*Work to complete*. Rewrite the caregiving account starting at "That same month, we" and ending at "not very productive.", with "expensive" changed to "costly".

*Excerpted passage*.
******
My dad eventually took my mom for an MRI and some cognitive testing, an idea which she adamantly rejected. In fact, he had to threaten to divorce her to get her to even agree to going to the appointment. He was fed up with her lack of dedication and her refusal to recognize the problem or want to try to solve it. When we got the diagnosis in September 2015, mom was in complete denial. In fact, she got angry with us, as if it had been our choice to impose this “false” diagnosis on her. Dad had lost motivation in the kitchen too. The refrigerator was full of old leftovers that had grown moldy and nobody had cleaned out. I started looking into home care agencies because I was worried about them not eating. We hired a caregiver, but she cancelled on us several times; the agency was not very supportive so we decided not to go that route.

That same month, we found out that dad’s cancer had transformed into stage 4 Diffuse Large B-Cell Lymphoma and he was hospitalized, we realized that this meant my mother would not be eating if left alone. I stayed with her for the first week then set up a support system of family friends using the website I interviewed several caregivers through and hired one to come three times a week, though feared that this would not be affordable long-term. This caregiver was sweet, but my mother was embarrassed to have her here, and the woman did not know much about Alzheimer’s herself; it was expensive and not very productive.
******
*Material provided*.
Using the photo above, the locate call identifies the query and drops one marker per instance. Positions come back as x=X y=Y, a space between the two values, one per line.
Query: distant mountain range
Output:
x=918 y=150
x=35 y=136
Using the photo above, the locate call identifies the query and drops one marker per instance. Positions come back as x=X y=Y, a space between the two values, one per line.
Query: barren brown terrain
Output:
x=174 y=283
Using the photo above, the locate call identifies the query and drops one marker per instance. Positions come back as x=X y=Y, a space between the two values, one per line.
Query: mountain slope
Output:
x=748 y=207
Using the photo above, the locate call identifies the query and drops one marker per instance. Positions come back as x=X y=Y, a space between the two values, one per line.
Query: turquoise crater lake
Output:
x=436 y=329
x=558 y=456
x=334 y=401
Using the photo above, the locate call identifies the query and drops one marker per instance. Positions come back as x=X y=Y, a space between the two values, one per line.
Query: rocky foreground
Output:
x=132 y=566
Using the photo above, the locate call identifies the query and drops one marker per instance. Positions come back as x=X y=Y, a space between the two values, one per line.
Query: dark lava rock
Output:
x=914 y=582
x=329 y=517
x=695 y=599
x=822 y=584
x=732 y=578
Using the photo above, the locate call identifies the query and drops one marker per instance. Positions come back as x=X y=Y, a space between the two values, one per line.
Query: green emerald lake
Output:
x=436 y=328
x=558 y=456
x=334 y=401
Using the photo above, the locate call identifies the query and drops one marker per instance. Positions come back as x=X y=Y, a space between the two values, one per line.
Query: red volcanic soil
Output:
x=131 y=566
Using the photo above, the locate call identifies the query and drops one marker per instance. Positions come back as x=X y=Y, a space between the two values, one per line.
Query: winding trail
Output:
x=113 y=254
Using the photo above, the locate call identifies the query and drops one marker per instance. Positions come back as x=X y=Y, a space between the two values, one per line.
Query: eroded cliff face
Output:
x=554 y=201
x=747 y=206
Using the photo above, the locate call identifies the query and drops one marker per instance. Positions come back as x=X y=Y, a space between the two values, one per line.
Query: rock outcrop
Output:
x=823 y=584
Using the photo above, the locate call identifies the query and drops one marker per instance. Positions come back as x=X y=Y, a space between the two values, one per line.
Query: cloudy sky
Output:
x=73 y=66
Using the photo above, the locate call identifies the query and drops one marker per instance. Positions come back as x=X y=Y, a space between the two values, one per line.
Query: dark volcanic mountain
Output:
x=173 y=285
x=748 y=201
******
*Answer space*.
That same month, we found out that dad’s cancer had transformed into stage 4 Diffuse Large B-Cell Lymphoma and he was hospitalized, we realized that this meant my mother would not be eating if left alone. I stayed with her for the first week then set up a support system of family friends using the website I interviewed several caregivers through and hired one to come three times a week, though feared that this would not be affordable long-term. This caregiver was sweet, but my mother was embarrassed to have her here, and the woman did not know much about Alzheimer’s herself; it was costly and not very productive.